Task directions:
Which lines in the items below contain the word "arch"? Report each of them in full, and note that case counts.

■ ■ ■

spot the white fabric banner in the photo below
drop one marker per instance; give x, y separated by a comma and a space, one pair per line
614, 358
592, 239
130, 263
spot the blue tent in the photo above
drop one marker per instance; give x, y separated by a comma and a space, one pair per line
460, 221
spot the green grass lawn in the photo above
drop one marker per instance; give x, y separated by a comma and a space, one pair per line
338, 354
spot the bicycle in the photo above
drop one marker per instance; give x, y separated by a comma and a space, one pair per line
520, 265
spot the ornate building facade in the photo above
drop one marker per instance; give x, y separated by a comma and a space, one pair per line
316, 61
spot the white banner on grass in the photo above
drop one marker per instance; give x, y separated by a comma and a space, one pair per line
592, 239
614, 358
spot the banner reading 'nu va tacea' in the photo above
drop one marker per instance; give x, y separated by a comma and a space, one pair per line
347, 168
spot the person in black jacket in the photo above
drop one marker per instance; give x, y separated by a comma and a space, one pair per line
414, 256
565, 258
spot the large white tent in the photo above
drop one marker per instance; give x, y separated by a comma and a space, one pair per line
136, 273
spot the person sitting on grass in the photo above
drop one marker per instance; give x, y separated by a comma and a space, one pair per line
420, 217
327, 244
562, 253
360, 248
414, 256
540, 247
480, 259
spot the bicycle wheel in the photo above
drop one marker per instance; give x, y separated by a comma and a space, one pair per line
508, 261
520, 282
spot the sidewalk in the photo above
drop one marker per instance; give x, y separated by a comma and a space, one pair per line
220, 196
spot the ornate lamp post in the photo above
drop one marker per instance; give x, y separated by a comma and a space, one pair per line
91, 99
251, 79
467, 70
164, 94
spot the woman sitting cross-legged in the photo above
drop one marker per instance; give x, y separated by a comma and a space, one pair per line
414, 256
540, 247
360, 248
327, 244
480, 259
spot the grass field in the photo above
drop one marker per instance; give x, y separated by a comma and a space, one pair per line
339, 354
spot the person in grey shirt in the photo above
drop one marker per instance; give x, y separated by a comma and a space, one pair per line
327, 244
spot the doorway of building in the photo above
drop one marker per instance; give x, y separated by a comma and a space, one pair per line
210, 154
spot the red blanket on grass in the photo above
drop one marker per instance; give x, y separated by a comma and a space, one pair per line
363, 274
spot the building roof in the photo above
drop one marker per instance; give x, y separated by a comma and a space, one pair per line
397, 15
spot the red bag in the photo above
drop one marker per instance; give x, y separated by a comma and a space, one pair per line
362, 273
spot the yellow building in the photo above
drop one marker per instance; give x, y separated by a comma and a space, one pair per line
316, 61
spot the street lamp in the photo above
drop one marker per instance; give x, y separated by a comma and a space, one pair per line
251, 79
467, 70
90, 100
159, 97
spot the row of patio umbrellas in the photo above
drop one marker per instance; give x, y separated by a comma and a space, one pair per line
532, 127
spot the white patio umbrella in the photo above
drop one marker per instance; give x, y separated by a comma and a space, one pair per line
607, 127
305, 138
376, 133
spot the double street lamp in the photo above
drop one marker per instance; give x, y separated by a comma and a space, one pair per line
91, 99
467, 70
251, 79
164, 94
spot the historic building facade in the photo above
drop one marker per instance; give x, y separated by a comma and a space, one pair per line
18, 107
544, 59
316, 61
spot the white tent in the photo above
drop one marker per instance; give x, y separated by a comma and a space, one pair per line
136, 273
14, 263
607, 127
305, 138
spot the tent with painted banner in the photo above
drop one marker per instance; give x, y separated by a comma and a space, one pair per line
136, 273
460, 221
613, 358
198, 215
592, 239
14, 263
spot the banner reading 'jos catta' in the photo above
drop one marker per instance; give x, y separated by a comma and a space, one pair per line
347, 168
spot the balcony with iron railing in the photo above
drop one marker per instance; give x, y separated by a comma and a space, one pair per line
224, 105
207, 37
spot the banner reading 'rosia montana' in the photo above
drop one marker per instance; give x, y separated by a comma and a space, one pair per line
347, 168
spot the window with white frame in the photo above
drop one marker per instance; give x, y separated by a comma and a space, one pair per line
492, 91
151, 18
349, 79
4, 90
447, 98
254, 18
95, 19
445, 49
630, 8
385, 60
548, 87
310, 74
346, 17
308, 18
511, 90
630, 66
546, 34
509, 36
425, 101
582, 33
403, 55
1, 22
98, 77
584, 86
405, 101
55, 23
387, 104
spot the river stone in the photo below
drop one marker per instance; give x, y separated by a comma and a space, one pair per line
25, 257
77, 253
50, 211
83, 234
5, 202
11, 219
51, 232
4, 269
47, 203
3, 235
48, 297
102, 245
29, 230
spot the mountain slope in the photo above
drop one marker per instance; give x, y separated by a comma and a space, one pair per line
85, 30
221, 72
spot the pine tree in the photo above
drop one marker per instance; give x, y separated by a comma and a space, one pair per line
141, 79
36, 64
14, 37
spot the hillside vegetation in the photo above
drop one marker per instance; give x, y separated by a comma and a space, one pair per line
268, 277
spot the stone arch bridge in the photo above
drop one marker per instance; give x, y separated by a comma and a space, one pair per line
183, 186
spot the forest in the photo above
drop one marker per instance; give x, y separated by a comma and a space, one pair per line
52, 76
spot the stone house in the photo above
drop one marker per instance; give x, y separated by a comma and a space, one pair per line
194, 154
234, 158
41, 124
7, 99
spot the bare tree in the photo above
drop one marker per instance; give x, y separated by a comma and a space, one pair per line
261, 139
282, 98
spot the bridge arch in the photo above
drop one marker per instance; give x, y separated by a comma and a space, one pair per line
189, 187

■ ■ ■

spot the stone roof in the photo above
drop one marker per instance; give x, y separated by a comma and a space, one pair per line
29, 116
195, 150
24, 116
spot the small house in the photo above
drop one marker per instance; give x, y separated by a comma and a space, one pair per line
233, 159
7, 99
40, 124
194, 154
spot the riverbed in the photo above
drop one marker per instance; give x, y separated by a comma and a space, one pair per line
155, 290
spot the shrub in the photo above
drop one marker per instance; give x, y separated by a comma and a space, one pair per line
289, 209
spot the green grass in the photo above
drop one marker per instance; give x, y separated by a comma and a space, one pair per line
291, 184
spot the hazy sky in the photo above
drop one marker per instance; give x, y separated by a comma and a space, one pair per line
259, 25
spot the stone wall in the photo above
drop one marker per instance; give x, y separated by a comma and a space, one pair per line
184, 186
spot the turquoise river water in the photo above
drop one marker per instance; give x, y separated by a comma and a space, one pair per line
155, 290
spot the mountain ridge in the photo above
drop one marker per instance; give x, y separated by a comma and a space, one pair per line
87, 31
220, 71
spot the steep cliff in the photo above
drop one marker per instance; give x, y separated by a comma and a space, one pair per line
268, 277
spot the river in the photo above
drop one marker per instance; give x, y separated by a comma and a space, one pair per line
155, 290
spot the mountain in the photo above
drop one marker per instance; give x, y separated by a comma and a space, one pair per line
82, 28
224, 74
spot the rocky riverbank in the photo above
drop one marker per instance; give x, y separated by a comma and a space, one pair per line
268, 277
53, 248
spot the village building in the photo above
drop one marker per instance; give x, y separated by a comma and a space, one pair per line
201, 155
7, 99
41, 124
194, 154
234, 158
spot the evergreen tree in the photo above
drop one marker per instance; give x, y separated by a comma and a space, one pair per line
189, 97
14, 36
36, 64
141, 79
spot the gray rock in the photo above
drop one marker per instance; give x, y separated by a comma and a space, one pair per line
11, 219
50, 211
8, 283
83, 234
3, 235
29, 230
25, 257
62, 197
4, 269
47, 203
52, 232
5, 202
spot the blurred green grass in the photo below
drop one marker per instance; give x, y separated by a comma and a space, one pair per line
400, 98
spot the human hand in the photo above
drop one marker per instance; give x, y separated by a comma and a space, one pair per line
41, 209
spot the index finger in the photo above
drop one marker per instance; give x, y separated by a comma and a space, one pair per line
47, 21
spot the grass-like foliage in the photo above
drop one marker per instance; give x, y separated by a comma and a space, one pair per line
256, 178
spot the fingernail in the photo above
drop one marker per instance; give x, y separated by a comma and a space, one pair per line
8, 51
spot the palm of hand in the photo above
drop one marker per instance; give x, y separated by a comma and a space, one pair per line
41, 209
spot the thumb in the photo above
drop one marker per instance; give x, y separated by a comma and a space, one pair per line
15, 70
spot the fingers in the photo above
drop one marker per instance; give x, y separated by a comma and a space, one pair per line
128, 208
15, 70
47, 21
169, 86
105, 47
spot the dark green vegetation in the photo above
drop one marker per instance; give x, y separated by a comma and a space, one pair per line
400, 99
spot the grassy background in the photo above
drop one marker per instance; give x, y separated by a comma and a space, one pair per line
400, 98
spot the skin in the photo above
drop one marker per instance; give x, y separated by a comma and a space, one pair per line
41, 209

■ ■ ■

Correct output:
spot the stone arch bridge in the photo above
spot the bridge arch in the photo above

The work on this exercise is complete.